**SOAL LATIHAN 1**
Salinlah setiap baris dari entri di bawah yang memuat kata "curb".

Peristiwa berdarah yang
menimpa leluhur Hayam
Wuruk tersebut dianggap
sebagai aib.
Di antara para raja di atas
hanya Wisnuwardhana
dan Kertanagara saja yang
didapati menerbitkan
prasasti sebagai bukti
kesejarahan mereka.
Dalam Prasasti Mula
Malurung (yang
dikeluarkan Kertanagara
atas perintah
Wisnuwardhana) ternyata
menyebut Tohjaya sebagai
raja Kadiri, bukan raja
Tumapel. Hal ini
memperkuat kebenaran
berita dalam
Nagarakretagama.
Prasasti tersebut
dikeluarkan oleh
Kertanagara tahun 1255
selaku raja bawahan di
Kadiri. Jadi, pemberitaan
kalau Kertanagara naik
takhta tahun 1254 perlu
dibetulkan. Yang benar
adalah, Kertanagara
menjadi raja muda di
Kadiri dahulu. Baru pada
tahun 1268, ia bertakhta
di Singhasari.

**SOAL LATIHAN 2**
Ganti "Kadiri" dengan "Kediri" pada bagian bacaan tentang Kertanagara yang dimulai dari "Prasasti tersebut" dan diakhiri dengan "di Singhasari.", lalu tuliskan kembali bagian itu.

**DAFTAR ENTRI**
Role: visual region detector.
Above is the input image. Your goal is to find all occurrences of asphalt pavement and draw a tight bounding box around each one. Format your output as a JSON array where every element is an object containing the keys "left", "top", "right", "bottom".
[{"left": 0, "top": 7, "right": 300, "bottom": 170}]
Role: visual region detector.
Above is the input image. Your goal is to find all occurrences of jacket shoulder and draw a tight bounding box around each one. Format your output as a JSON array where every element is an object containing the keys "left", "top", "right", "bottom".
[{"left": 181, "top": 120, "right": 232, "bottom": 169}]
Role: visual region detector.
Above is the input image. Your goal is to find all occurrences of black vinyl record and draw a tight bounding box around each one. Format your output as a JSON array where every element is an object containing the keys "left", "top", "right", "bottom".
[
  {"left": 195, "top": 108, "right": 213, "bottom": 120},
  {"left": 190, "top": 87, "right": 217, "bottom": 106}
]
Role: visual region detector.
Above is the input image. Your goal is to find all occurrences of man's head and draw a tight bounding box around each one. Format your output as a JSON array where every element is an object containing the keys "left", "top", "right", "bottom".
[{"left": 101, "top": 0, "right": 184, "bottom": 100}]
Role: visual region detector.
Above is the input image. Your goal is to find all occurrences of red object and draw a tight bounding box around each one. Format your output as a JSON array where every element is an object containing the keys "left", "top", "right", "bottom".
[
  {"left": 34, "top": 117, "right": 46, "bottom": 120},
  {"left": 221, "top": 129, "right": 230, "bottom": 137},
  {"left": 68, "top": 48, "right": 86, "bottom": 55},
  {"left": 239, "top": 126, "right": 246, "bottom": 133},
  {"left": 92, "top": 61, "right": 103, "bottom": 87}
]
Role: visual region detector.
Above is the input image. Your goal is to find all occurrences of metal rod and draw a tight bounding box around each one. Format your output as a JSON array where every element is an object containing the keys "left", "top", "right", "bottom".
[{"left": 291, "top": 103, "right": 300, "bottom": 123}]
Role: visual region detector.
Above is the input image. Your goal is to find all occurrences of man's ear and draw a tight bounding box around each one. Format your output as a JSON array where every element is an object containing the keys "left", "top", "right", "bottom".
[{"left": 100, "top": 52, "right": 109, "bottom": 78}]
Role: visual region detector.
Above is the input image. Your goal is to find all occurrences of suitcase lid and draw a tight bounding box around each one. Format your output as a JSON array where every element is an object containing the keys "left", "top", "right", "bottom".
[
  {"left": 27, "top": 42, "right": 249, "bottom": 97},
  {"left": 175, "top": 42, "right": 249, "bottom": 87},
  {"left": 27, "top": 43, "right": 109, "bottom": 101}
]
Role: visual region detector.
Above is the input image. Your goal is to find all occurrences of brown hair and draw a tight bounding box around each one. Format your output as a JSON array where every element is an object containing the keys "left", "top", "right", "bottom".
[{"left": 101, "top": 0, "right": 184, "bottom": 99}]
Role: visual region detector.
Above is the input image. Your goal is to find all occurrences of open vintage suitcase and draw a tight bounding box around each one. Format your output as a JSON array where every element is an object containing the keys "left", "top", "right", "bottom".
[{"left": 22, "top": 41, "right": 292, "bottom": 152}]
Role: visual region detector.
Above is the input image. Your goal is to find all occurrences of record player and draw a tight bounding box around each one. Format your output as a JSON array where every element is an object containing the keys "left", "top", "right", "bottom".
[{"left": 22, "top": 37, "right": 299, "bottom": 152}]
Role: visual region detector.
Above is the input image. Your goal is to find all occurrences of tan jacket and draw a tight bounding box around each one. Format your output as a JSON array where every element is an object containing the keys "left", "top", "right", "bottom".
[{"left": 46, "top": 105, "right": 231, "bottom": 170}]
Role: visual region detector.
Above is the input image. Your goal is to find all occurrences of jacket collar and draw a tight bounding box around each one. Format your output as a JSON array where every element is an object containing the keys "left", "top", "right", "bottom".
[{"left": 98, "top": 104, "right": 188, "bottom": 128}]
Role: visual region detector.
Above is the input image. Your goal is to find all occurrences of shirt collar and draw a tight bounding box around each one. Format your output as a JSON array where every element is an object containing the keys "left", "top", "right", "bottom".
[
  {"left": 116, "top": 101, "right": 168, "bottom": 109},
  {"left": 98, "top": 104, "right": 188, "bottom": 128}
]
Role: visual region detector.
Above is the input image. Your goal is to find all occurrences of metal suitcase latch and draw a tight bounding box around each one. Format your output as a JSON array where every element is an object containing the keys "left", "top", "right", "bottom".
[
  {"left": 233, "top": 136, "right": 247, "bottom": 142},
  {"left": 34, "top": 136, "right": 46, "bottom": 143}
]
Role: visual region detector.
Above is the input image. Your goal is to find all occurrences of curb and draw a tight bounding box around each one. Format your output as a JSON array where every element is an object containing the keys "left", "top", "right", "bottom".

**HASIL 1**
Above is the input image. Your goal is to find all occurrences of curb and draw a tight bounding box around each one. Format your output as a JSON array where every element is an object containing the keys "left", "top", "right", "bottom".

**HASIL 2**
Prasasti tersebut
dikeluarkan oleh
Kertanagara tahun 1255
selaku raja bawahan di
Kediri. Jadi, pemberitaan
kalau Kertanagara naik
takhta tahun 1254 perlu
dibetulkan. Yang benar
adalah, Kertanagara
menjadi raja muda di
Kediri dahulu. Baru pada
tahun 1268, ia bertakhta
di Singhasari.